» DOCUMENT TEXT
------

Skip to content

Athena ICEBERG_CURSOR_ERROR on valid Security Lake parquet files — engine v3 vs. compactor output regression?

1

as anyone else seen ICEBERG_CURSOR_ERROR: Failed to read Parquet file from Athena engine v3 against Apache Iceberg tables managed by Amazon Security Lake (the OCSF v2.0 source tables in amazon_security_lake_glue_db_<region>.amazon_security_lake_table_<region>_<source>_2_0), where the offending files read cleanly via pyarrow?

Looking for: AWS confirmation of a known regression, or peer customers seeing the same symptom, or a customer-side workaround that doesn't require Lake Formation DDL access on Security-Lake-managed tables.

Setup

  • Region: us-east-1
  • Athena workgroup engine: v3
  • Security Lake delegated admin account ingesting all 7 OCSF v2.0 AWS sources: sh_findings, vpc_flow, s3_data, route53, waf, lambda_execution, cloud_trail_mgmt
  • Tables are Iceberg (format-version 2), Lake-Formation-managed — we cannot ALTER TABLE, OPTIMIZE, or VACUUM them
  • Dashboards on Athena have been working fine for months; failures started recently and are spreading

Symptom

Athena queries that read the parquet body (column projection, GROUP BY on data columns, UNNEST) over a window that includes one or more affected files fail with ICEBERG_CURSOR_ERROR. Manifest-only queries succeed because they don't open parquet bodies.

Reproduction shape:

-- Manifest-only — SUCCEEDS (0 bytes scanned)
SELECT COUNT(*) FROM <sh_findings_table>;

-- Body read, narrow window — SUCCEEDS today (affected files happen to be older than 7 days)
SELECT severity, COUNT(*)
FROM <sh_findings_table>
WHERE region = 'us-east-1'
  AND time_dt > current_timestamp - INTERVAL '7' DAY
GROUP BY severity;

-- Body read, wider window — FAILS
SELECT severity, COUNT(*)
FROM <sh_findings_table>
WHERE region = 'us-east-1'
  AND time_dt > current_timestamp - INTERVAL '30' DAY
GROUP BY severity;
-- ICEBERG_CURSOR_ERROR: Failed to read Parquet file:
-- s3://<security-lake-bucket>/aws/SH_FINDINGS/2.0/region=us-east-1/accountId=<account>/eventDay=20260424/<file>.gz.parquet

The pattern is consistent across all 7 OCSF v2.0 sources, across multiple eventDay partitions, and across multiple producer accounts in our org. Athena reports only the first failing file per query and aborts, so the actual count of affected files is likely larger than what error-message enumeration finds.

------

» RECORDED DATA
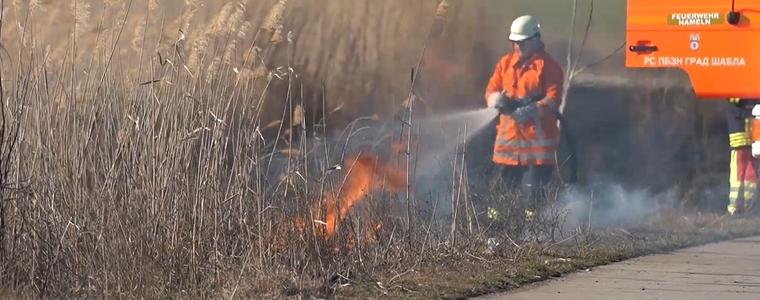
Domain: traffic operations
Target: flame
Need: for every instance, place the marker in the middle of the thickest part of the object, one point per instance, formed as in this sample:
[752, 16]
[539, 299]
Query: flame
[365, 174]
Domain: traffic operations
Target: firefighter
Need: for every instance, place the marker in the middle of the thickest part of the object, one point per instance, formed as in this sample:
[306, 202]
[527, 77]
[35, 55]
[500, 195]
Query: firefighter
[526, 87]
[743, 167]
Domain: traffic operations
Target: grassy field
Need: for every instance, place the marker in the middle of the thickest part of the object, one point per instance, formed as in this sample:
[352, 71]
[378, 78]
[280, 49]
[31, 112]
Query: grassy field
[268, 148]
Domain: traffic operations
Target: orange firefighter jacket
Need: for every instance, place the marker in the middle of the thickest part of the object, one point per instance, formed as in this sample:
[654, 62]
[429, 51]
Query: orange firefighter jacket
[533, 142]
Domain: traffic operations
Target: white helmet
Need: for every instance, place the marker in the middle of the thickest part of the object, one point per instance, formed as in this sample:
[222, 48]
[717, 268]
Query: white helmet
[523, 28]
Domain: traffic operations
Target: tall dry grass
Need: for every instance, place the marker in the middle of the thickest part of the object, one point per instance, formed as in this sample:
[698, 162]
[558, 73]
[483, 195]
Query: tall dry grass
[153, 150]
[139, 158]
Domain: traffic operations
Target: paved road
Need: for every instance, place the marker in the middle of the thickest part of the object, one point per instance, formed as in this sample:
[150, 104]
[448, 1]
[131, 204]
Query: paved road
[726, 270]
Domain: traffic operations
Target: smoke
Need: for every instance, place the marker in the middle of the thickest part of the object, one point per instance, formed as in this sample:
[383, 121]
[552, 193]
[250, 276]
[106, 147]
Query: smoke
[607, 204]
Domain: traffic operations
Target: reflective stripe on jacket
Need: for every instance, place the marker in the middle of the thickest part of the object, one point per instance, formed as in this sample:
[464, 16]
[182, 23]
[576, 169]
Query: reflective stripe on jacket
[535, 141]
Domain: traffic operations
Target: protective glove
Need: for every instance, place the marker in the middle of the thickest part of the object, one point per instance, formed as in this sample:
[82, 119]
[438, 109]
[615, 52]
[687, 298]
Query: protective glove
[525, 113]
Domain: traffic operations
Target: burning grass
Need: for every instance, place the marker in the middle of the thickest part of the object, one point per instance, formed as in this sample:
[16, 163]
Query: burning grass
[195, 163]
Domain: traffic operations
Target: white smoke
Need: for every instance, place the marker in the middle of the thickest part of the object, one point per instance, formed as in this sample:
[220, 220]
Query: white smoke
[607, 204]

------

» ACTIVITY
Please answer these from the forum post:
1. Which Athena workgroup engine version does the setup use?
2. How many days back does the time window reach in the query marked "FAILS"?
3. How many failing files does Athena report per query before it aborts?

» RESPONSE
1. v3
2. 30 days
3. Only the first failing file